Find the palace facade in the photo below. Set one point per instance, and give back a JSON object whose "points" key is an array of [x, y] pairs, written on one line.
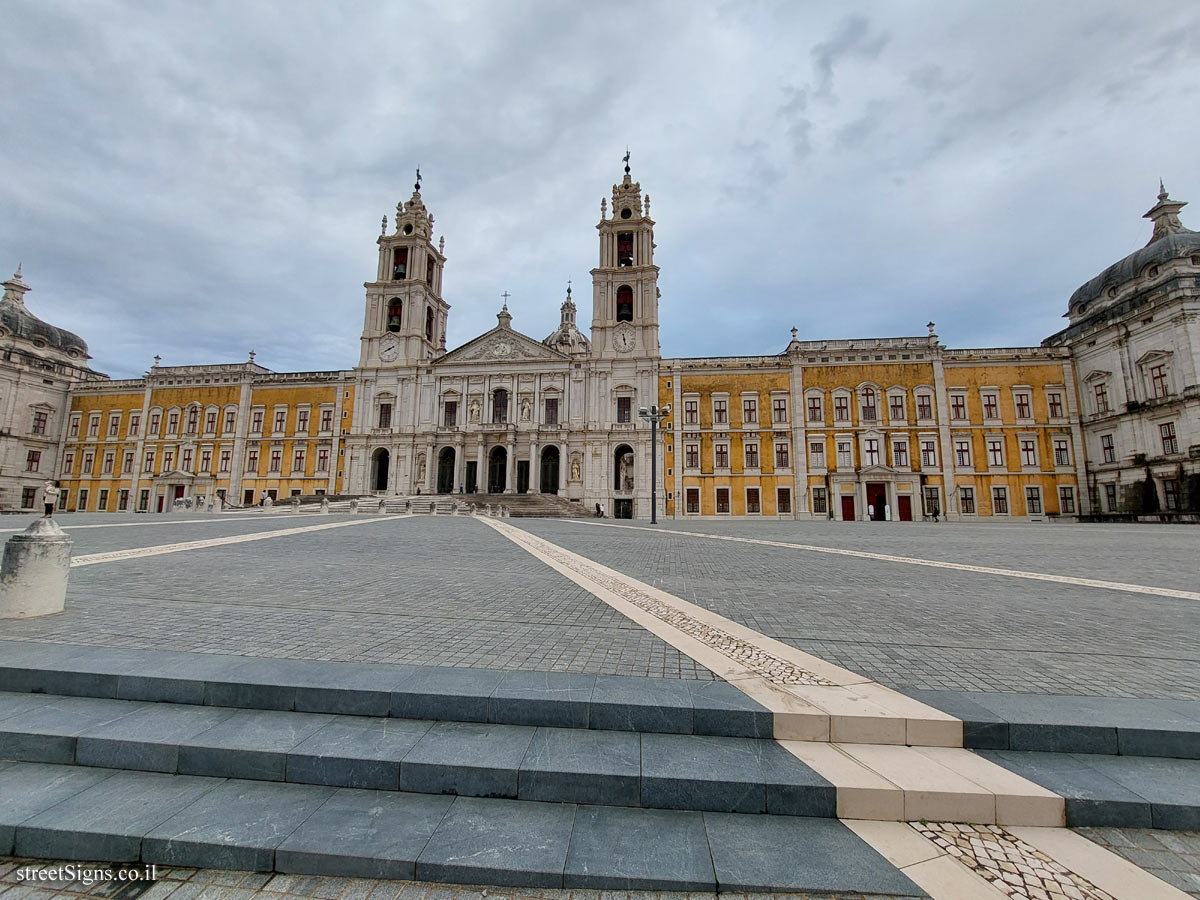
{"points": [[1103, 417]]}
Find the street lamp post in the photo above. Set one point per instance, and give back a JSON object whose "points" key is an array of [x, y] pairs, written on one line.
{"points": [[654, 415]]}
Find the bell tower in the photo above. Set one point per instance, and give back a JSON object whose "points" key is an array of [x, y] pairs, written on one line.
{"points": [[406, 316], [625, 283]]}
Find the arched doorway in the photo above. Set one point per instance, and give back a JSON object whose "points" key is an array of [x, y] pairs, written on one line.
{"points": [[623, 468], [379, 463], [445, 471], [550, 469], [497, 466]]}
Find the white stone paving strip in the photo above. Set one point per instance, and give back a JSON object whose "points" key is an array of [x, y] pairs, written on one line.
{"points": [[916, 561], [135, 552]]}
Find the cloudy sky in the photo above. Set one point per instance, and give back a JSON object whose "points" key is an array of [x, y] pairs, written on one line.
{"points": [[198, 179]]}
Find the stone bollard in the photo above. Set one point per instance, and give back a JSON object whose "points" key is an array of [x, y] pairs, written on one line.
{"points": [[34, 577]]}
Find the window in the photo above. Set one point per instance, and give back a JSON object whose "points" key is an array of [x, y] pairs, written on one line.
{"points": [[869, 414], [1170, 445], [990, 406], [958, 406], [1171, 493], [1158, 381], [1023, 406], [1108, 450]]}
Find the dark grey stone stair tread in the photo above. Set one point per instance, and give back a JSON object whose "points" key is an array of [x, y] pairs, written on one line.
{"points": [[108, 820], [363, 834], [621, 849]]}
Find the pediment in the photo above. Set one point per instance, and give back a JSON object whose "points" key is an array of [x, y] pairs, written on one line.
{"points": [[502, 345]]}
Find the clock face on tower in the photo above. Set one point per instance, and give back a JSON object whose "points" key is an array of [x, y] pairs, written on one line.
{"points": [[623, 340]]}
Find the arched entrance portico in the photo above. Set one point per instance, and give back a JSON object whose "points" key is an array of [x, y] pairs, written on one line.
{"points": [[381, 460], [550, 462], [497, 466], [445, 471]]}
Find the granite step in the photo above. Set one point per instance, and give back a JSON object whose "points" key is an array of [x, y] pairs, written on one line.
{"points": [[448, 694], [1049, 723], [688, 772], [1105, 790], [81, 813]]}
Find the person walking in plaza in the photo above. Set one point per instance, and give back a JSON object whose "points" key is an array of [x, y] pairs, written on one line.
{"points": [[51, 497]]}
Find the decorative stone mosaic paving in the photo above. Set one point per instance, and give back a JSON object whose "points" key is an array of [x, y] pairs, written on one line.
{"points": [[772, 667], [1012, 865]]}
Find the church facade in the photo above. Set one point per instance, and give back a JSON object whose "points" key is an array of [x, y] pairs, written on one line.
{"points": [[880, 429]]}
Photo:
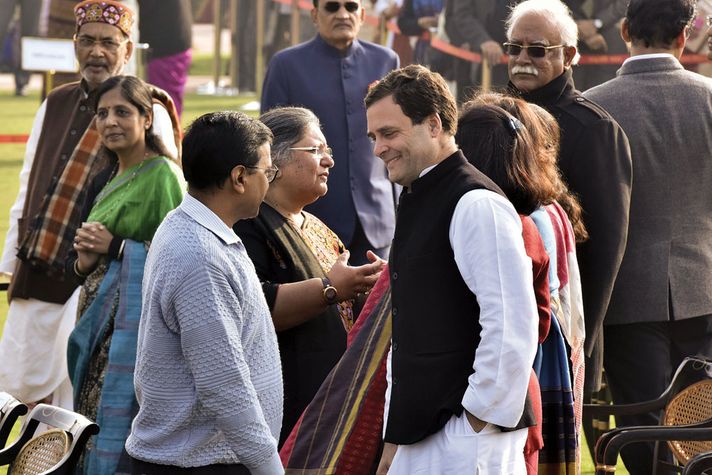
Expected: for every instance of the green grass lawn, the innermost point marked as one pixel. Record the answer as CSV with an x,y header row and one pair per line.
x,y
16,114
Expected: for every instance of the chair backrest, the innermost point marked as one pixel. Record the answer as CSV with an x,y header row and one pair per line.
x,y
54,452
10,410
41,453
691,370
692,405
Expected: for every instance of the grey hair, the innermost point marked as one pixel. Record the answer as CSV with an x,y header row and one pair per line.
x,y
556,11
288,125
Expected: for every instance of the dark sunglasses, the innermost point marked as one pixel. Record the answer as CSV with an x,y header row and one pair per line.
x,y
533,51
333,7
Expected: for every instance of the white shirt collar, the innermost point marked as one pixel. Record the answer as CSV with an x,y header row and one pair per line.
x,y
648,56
208,219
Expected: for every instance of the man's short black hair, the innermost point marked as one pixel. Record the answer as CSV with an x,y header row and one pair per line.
x,y
217,142
656,23
419,92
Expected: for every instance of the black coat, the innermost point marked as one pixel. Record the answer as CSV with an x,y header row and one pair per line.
x,y
595,162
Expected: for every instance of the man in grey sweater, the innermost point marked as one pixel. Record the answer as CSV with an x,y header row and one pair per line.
x,y
208,377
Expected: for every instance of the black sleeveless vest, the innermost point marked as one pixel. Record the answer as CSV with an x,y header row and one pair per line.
x,y
435,320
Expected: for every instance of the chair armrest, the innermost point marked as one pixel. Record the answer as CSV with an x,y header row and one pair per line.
x,y
598,410
651,434
698,464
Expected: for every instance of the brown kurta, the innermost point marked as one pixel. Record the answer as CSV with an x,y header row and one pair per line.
x,y
69,112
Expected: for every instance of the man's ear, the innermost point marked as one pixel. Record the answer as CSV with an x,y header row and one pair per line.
x,y
681,39
435,124
237,178
569,55
625,34
129,51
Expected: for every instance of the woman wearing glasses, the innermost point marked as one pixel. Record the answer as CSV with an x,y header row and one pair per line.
x,y
124,206
303,266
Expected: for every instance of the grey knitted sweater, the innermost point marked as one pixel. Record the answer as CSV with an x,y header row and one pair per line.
x,y
208,377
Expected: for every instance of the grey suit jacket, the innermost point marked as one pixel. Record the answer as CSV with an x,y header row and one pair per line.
x,y
666,112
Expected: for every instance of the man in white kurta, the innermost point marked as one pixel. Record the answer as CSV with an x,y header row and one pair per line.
x,y
463,310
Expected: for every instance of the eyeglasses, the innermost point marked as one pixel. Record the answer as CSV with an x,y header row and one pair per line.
x,y
533,51
318,152
87,42
333,7
270,172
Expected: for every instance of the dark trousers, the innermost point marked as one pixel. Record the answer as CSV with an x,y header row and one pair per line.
x,y
640,359
139,467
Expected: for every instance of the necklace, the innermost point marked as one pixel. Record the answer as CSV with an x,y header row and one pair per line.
x,y
290,217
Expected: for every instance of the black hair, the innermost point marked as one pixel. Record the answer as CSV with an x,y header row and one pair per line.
x,y
656,23
217,142
500,147
139,94
420,93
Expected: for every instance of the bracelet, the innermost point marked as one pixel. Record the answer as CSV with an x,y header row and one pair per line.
x,y
77,271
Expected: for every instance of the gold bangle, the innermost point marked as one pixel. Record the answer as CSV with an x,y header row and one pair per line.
x,y
77,271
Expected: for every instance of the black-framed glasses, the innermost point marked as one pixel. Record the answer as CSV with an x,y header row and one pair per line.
x,y
87,42
533,51
315,150
270,172
333,7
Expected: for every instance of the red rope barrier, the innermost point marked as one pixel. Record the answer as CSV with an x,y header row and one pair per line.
x,y
14,138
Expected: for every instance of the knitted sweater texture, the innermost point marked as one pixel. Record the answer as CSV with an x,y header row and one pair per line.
x,y
208,377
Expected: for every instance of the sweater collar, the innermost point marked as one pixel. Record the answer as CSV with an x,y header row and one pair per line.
x,y
207,218
550,93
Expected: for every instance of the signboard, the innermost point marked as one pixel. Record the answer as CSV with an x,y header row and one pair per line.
x,y
48,54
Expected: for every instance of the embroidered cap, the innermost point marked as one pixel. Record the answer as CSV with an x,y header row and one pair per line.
x,y
104,11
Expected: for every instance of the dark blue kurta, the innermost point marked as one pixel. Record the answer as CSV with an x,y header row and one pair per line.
x,y
333,85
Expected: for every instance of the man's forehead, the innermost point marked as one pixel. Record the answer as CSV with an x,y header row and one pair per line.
x,y
535,28
100,30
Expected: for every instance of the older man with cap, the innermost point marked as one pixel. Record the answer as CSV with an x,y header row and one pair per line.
x,y
63,154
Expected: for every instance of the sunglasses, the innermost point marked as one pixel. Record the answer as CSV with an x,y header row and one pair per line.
x,y
333,7
533,51
270,173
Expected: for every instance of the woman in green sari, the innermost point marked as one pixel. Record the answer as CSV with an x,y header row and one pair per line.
x,y
124,207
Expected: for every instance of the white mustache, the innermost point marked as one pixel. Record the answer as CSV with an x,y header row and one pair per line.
x,y
525,70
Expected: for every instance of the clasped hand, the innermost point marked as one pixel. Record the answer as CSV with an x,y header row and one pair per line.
x,y
350,281
91,241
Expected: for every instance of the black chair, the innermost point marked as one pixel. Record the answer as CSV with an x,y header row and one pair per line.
x,y
686,423
10,410
54,452
700,464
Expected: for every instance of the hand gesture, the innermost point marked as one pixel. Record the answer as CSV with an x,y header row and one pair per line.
x,y
350,281
93,237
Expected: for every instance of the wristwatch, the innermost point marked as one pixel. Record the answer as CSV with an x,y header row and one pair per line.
x,y
330,294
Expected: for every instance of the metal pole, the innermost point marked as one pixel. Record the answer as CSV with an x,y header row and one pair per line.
x,y
217,23
295,26
234,50
259,57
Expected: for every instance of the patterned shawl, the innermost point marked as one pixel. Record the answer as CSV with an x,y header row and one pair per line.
━━━━━━━━
== To do ==
Everything from the line containing "Expected: for every instance of the metal" to the bottom of the listing is to be set down exactly; leave out all other lines.

== Task response ==
Expected: for every instance of the metal pole, the innermost point marked as one pixel. Record the answer as CSV with an x,y header row and one pair per line.
x,y
217,23
295,26
234,50
259,57
Expected: for every instance of the patterned shawl, the innermost point marked as one pixel. Record the answer as CSV with an x,y header row and one pair per line.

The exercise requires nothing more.